◆ TASK ITEM
Only lines holding the word "blurred" are wanted. Copy them from the listing below.

+===+

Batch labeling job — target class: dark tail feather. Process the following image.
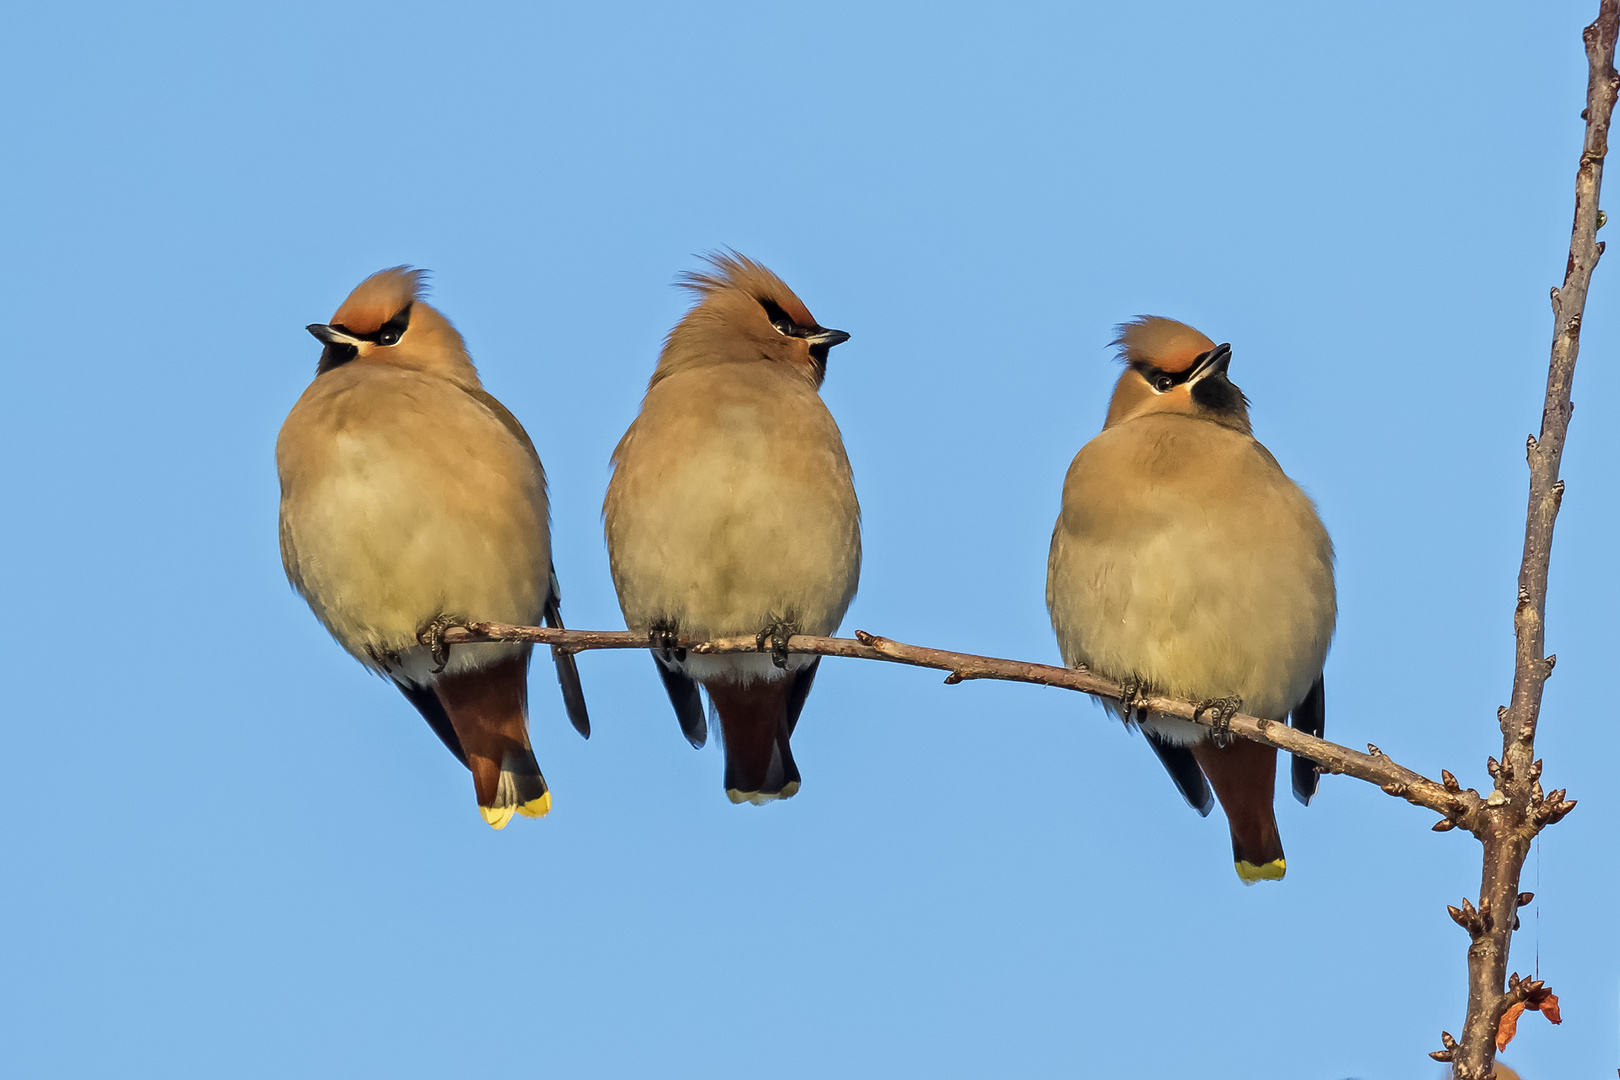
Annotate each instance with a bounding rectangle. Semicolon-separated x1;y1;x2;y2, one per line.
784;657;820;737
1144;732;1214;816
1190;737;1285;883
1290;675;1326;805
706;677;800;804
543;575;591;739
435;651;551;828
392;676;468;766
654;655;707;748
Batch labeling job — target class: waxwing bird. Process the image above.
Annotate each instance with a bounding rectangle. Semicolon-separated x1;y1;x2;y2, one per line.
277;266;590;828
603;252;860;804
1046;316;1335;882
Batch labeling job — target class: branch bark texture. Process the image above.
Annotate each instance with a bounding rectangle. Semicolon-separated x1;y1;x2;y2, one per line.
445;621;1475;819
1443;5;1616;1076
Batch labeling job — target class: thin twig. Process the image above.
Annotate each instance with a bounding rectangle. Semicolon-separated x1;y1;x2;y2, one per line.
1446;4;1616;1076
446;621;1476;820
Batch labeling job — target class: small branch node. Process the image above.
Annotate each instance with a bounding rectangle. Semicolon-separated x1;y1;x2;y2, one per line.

+===+

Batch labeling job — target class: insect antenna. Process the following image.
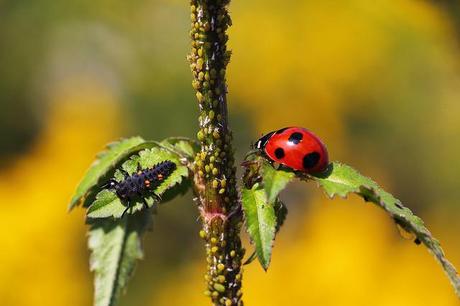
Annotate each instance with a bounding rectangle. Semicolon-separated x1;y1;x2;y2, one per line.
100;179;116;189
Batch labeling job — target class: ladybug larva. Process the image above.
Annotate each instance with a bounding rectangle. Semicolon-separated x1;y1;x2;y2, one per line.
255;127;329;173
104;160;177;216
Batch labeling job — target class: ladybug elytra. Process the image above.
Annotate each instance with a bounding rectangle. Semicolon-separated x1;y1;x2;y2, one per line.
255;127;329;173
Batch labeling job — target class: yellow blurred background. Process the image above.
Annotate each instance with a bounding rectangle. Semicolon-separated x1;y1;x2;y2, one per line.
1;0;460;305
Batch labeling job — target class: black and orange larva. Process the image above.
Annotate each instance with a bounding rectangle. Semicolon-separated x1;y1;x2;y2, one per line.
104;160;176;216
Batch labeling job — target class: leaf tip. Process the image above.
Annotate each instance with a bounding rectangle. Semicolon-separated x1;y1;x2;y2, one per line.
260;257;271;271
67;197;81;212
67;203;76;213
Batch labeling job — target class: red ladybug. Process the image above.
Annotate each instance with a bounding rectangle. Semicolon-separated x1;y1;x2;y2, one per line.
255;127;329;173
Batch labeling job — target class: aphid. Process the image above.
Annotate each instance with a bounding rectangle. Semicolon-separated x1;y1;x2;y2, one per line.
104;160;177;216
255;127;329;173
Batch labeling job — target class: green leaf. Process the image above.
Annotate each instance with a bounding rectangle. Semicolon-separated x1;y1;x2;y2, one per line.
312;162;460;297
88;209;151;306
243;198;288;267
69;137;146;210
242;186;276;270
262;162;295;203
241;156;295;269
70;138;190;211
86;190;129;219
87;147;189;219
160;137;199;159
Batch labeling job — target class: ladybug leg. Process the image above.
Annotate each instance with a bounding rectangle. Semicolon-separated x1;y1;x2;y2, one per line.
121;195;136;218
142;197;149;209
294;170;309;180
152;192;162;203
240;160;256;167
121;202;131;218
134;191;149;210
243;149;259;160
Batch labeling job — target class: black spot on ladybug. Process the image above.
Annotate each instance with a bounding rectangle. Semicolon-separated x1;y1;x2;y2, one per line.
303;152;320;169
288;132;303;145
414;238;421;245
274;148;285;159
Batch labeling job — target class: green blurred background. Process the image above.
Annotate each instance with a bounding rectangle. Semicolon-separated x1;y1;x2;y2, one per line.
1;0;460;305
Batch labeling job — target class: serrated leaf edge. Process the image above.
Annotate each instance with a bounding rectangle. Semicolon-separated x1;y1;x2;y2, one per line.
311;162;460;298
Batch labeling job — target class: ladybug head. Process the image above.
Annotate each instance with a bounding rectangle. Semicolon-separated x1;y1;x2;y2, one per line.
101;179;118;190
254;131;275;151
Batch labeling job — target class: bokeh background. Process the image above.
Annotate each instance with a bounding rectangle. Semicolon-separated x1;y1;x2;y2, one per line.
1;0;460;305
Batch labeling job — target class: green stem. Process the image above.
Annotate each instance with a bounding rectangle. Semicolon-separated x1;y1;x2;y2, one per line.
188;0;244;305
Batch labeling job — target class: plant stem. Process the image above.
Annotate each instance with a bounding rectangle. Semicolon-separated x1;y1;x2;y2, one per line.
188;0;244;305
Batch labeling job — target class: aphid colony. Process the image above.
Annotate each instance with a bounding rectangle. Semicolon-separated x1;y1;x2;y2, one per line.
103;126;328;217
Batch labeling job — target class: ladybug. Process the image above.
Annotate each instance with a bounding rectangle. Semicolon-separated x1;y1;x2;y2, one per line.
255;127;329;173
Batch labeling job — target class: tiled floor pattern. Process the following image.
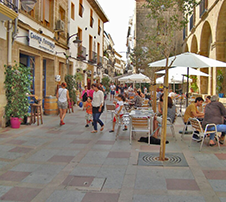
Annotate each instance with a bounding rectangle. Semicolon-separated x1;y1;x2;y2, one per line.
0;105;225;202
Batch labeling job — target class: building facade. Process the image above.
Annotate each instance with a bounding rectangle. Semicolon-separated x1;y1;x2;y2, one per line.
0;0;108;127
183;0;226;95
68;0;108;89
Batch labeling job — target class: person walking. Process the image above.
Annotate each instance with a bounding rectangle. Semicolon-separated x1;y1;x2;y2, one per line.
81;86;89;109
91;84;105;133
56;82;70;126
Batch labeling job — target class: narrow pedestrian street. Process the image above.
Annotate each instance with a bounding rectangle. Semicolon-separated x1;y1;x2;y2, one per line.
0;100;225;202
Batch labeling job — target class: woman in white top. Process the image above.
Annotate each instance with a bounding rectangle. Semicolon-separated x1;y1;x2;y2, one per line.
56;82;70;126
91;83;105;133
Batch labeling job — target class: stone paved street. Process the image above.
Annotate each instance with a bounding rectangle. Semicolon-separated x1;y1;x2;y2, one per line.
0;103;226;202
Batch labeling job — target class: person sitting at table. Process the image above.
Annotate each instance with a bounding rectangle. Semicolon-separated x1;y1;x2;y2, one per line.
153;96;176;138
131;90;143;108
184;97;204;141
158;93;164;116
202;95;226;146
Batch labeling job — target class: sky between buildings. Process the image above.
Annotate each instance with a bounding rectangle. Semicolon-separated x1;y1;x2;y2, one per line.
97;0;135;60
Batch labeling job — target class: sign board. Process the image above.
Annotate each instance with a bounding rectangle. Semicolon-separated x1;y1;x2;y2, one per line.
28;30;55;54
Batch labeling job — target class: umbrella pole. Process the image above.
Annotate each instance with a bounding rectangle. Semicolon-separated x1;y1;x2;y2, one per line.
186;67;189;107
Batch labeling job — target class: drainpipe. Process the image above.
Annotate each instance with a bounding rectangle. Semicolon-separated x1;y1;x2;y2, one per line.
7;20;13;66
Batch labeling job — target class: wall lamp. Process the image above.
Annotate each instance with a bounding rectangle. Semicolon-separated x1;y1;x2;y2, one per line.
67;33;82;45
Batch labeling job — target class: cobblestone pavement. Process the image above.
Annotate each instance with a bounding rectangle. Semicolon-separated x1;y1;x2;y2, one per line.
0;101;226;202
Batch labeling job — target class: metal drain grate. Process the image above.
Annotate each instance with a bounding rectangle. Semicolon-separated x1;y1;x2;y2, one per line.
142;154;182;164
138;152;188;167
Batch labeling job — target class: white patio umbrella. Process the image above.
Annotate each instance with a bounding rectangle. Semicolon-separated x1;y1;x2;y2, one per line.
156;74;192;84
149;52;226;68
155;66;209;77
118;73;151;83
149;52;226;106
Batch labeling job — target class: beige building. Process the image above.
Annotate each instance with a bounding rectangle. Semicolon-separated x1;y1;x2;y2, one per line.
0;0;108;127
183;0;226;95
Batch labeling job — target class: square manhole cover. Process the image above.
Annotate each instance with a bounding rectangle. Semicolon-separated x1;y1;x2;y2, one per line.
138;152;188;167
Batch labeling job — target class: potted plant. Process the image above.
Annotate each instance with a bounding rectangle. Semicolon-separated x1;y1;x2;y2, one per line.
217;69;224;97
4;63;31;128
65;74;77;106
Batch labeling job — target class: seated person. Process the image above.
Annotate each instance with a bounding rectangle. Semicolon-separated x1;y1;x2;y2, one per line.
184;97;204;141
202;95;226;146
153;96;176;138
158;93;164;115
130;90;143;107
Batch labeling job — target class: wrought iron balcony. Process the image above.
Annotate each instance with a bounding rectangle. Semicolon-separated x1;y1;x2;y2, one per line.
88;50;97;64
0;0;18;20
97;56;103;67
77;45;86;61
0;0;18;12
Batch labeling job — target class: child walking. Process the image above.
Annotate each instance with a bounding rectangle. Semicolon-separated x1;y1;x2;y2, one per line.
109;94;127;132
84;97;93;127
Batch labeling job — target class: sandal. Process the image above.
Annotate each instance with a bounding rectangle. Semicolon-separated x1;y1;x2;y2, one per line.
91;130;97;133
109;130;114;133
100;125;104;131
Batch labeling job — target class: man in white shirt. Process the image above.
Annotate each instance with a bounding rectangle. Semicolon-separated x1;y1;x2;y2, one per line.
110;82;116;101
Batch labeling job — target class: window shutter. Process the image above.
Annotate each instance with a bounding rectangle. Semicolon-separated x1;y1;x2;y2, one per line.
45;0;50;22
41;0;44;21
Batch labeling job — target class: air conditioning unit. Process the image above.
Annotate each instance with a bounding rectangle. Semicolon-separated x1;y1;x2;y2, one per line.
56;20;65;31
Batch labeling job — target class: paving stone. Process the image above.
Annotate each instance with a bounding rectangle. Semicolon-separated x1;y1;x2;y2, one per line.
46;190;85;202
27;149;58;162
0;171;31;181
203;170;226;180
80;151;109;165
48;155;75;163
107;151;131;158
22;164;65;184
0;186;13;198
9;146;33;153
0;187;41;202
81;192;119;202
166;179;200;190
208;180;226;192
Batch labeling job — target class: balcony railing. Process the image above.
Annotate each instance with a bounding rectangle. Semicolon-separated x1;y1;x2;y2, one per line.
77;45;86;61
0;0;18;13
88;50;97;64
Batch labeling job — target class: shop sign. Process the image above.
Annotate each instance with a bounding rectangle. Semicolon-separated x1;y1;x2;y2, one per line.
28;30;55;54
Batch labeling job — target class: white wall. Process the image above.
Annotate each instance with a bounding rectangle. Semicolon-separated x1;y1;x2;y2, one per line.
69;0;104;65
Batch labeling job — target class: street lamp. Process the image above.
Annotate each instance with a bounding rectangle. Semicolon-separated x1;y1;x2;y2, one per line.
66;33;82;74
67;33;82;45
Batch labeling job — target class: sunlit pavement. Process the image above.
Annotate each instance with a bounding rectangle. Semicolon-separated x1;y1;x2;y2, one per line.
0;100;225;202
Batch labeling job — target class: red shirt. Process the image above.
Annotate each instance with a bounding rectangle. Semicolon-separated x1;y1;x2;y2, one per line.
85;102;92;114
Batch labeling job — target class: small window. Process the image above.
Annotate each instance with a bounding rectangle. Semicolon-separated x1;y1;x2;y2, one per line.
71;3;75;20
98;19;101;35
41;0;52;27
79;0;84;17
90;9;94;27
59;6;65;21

+===+

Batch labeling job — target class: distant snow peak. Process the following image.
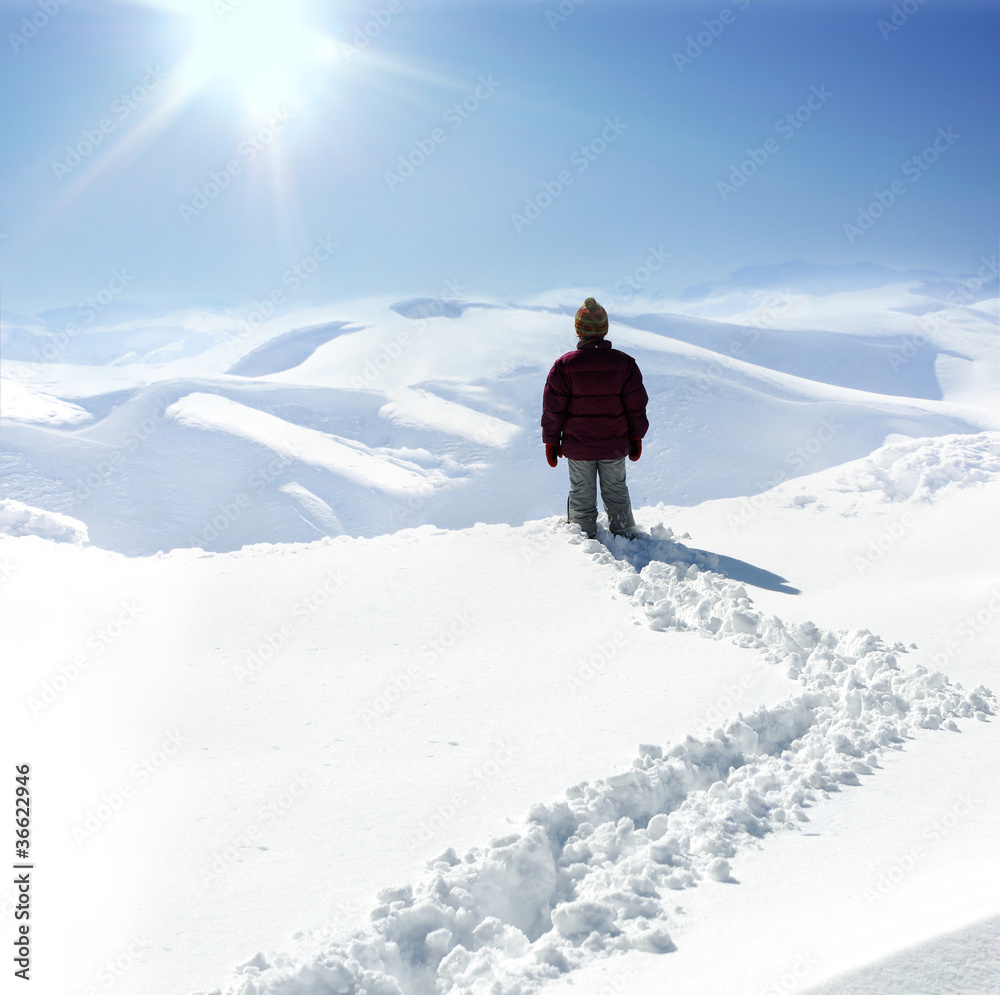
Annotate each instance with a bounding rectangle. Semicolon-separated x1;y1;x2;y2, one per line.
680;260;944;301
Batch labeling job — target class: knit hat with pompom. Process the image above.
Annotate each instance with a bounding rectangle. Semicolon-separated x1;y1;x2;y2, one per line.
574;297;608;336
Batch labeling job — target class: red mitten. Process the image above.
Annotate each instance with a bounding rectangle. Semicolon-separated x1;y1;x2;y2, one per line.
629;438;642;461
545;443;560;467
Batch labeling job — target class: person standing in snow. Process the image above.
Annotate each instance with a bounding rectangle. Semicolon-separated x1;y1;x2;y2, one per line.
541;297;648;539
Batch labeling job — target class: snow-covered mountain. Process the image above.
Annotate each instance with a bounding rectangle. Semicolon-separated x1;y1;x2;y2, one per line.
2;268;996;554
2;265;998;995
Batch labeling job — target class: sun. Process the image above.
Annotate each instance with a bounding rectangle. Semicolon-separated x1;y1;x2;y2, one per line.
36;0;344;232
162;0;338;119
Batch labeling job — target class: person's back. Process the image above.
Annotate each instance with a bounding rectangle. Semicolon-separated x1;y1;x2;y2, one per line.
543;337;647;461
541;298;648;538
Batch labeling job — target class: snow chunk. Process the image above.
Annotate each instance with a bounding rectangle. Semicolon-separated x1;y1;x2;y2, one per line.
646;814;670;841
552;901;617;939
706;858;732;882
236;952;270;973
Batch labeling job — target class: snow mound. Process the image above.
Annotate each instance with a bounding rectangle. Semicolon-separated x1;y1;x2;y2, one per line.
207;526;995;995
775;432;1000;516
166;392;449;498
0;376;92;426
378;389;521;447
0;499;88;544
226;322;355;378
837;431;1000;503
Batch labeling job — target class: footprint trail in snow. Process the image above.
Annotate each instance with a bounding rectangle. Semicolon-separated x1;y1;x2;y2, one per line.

+===+

◆ RESULT FOR THIS TASK
Batch labeling job — target class: yellow blurred background. Process the image above.
Batch labeling job — target class: green blurred background. Process the image above.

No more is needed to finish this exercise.